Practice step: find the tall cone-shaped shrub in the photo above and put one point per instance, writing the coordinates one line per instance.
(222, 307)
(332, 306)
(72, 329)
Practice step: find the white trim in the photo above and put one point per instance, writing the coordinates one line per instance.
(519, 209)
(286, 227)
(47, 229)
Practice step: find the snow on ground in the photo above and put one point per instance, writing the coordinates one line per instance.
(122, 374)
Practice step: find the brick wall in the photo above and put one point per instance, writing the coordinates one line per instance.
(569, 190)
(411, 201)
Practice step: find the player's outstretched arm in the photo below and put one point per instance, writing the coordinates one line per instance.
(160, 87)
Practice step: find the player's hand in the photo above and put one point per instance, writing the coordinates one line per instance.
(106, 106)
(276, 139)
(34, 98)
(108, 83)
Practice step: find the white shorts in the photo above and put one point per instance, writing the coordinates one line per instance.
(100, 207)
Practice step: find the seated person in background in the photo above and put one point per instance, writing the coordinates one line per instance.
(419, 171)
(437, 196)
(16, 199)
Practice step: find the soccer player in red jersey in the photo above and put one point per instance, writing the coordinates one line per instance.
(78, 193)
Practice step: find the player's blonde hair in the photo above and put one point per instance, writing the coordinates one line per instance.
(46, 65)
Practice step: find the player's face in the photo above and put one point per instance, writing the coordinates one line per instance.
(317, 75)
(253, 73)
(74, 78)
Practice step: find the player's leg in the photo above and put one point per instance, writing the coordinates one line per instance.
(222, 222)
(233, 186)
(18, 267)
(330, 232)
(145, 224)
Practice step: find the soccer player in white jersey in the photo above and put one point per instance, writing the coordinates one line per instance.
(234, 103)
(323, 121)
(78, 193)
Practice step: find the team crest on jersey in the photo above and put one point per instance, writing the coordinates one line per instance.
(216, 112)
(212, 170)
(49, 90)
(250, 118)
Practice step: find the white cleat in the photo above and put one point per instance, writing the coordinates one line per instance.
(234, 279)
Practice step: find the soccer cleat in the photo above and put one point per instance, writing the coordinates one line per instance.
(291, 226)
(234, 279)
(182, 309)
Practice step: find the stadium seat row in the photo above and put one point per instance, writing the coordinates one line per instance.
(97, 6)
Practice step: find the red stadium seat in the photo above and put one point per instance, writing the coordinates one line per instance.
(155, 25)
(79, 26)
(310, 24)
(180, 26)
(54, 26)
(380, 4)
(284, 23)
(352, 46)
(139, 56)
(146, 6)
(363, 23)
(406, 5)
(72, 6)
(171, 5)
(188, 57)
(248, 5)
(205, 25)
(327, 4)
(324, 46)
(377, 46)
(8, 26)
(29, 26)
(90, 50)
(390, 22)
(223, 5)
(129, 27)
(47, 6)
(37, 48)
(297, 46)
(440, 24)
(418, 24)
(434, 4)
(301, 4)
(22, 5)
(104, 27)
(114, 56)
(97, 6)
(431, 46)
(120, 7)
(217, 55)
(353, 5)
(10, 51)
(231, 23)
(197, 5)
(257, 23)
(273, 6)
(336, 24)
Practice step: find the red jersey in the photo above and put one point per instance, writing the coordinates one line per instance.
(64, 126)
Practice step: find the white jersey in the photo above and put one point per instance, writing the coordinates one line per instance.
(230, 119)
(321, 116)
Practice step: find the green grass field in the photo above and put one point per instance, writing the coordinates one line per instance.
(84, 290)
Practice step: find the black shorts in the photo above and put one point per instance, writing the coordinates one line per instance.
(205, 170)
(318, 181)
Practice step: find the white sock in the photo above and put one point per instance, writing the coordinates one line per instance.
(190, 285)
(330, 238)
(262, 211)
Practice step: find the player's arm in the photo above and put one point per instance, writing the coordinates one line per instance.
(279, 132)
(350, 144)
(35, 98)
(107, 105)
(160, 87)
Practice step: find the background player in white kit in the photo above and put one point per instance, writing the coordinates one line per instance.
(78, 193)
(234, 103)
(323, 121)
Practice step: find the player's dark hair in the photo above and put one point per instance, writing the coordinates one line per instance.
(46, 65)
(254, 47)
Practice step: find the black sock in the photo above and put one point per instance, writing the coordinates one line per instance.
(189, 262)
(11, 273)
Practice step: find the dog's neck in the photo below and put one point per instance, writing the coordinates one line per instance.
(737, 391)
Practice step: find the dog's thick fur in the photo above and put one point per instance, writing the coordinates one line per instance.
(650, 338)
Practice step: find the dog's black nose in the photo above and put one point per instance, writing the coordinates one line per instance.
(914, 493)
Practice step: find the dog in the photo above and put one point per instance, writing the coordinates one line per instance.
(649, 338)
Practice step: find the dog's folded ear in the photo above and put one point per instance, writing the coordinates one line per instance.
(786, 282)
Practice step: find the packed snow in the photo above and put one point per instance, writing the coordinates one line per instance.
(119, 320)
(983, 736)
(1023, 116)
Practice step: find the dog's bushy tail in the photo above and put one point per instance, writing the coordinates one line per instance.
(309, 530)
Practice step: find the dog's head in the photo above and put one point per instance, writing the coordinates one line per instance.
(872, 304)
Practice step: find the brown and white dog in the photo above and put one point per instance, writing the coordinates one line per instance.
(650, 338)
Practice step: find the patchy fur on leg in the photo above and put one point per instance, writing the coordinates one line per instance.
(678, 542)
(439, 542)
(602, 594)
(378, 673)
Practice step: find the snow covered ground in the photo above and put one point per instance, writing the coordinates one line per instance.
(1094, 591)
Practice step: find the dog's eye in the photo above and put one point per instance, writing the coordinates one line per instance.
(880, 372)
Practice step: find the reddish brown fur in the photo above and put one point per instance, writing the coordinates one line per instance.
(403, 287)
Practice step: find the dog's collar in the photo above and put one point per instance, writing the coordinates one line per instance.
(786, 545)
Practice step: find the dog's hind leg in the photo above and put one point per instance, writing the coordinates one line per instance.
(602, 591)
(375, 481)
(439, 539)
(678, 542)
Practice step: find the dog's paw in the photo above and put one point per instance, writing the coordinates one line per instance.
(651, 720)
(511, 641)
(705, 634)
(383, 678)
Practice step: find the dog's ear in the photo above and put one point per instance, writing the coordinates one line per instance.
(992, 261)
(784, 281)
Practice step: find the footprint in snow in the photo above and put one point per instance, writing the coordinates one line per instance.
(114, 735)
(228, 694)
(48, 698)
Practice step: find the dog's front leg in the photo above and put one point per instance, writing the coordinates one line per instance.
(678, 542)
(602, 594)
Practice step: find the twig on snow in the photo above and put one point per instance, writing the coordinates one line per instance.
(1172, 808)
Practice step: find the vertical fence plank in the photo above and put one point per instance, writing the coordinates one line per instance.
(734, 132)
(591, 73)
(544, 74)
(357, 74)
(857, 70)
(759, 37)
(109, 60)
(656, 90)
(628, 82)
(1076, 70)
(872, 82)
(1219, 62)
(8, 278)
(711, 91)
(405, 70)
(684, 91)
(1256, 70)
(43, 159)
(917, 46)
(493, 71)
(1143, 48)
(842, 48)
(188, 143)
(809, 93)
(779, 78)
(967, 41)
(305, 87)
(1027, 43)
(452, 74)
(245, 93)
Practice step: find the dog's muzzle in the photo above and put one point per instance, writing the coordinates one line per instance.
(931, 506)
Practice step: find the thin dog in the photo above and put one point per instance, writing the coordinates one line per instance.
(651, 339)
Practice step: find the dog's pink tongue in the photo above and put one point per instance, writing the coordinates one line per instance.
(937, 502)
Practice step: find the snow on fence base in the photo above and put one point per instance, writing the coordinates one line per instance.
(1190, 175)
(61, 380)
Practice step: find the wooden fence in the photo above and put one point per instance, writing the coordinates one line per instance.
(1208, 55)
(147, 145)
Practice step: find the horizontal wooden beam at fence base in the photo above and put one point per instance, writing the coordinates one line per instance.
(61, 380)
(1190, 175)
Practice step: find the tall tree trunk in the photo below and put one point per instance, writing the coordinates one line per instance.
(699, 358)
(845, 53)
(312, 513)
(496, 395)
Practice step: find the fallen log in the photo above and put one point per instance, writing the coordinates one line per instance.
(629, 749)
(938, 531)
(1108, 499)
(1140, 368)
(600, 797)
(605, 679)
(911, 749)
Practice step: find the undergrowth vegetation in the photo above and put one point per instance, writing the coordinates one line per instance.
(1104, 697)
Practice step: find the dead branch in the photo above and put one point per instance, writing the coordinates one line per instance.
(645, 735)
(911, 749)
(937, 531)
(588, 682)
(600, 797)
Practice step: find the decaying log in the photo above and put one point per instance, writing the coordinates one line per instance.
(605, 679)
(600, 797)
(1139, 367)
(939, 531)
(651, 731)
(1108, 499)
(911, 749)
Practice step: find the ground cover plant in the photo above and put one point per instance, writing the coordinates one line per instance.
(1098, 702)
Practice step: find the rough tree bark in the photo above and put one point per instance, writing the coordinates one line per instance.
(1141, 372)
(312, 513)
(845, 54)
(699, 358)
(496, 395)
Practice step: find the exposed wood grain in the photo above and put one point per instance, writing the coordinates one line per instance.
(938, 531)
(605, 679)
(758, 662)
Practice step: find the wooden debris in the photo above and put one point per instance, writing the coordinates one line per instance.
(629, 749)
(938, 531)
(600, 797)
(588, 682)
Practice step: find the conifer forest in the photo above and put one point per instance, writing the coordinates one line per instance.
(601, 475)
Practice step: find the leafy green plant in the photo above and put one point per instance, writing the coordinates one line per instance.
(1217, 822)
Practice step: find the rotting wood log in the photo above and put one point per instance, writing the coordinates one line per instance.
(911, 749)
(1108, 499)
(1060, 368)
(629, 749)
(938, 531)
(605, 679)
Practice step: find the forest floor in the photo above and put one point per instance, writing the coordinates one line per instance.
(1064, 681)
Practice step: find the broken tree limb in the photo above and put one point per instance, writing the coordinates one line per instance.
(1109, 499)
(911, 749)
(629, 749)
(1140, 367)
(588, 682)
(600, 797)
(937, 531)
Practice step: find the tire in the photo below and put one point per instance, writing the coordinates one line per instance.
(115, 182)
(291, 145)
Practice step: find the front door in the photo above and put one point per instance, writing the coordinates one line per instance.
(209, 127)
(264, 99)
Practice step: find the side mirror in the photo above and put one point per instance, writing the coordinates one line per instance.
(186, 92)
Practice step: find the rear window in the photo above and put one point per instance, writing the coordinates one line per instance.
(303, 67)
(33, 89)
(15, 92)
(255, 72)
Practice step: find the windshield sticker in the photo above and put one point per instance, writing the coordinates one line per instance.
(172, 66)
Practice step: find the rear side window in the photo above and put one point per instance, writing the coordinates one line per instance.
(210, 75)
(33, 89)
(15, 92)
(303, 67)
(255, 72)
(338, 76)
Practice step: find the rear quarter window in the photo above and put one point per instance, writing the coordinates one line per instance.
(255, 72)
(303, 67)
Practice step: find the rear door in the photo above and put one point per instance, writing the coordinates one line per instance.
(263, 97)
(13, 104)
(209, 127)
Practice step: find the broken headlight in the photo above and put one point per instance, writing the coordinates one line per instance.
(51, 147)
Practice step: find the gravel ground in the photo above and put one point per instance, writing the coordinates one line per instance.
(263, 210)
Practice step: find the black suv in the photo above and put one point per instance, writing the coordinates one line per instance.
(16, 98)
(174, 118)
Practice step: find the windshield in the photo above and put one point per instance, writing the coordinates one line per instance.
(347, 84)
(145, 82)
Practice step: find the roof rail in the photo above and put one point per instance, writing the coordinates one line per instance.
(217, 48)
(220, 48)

________________

## REQUEST
Rewrite the stretch of the items above, from the line containing "Practice step: find the black suv" through the last line of the items, as a numbered list with blank lines left out. Include both the first and last lines.

## FINAL RESULT
1. Practice step: find the black suv in the photo above and put one point per instance, writing the coordinates one line per instance.
2. (16, 98)
3. (174, 118)
4. Practice step: find the windshield in the photo above and put one point per instance, writing the coordinates one line per instance.
5. (347, 84)
6. (145, 82)
7. Practice step: find the roof rail in the photo above and put one point per instance, writing the coordinates one line per instance.
8. (217, 48)
9. (220, 48)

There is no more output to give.